**Passage given:**

------------

BUYING GUIDE JAGUAR XJ6 SERIES 1
The XJ6 marked a new start for Jaguar, yet for years this landmark machine has been in the doldrums. But the first of the breed is a great car that’s increasingly collectible
Increasingly collectible and as loved as ever, here's how to get yourself a good one.
Good enough to be crowned CAR magazine’s Car of the Year in 1969, the XJ6 marked the start of a new era for Jaguar when it arrived in October 1968 to replace the S-type, 420, 420G and 240/340. While this one-model policy could have decimated Jaguar’s sales, it did the opposite, with the new car instantly making its predecessors look dated. Although the older generation was hardly lacking in luxury, the new XJ6 raised the bar to a level that most of its rivals never really matched.

------------

**Short exercise 1:**
According to the Jaguar XJ6 guide, which models did the XJ6 replace when it arrived in October 1968?
The entries that come after this have no connection to the Jaguar XJ6 guide.

------------

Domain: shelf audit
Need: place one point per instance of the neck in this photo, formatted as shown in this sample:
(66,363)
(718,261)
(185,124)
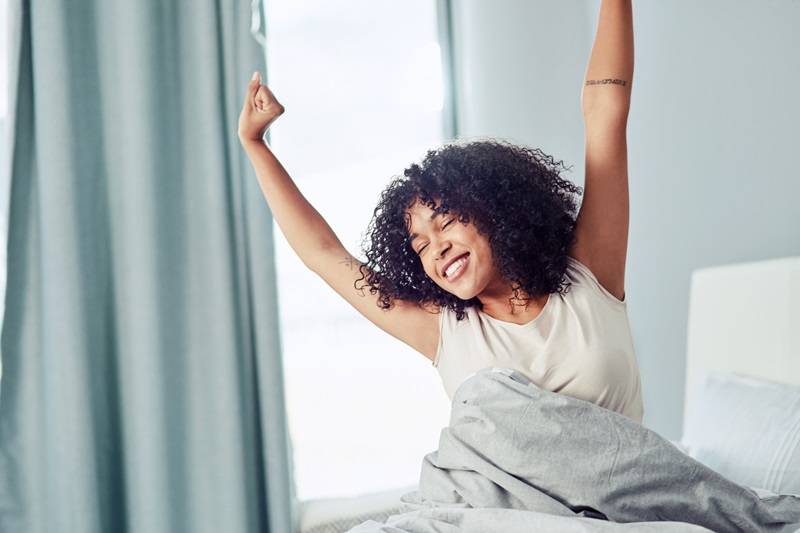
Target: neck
(514,310)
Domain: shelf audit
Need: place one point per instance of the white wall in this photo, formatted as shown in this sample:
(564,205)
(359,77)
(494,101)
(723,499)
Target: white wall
(714,138)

------------

**Short exercise 2:**
Please write out the lines of both shelf-audit entries above as one numbered list, skipping blank lines and leaving out the pictures.

**Right answer 1:**
The S-type, 420, 420G and 240/340.

**Right answer 2:**
1. Domain: shelf audit
2. Need: place one point per instance of the neck in this photo, formatted as shown in this sample:
3. (66,363)
4. (718,261)
5. (185,124)
6. Target: neck
7. (514,310)
8. Domain: shelf audit
9. Need: place one point per instance of the white wall in this photo, formatted as shown in this sample:
10. (564,205)
11. (359,77)
12. (494,101)
13. (723,499)
14. Target: white wall
15. (714,138)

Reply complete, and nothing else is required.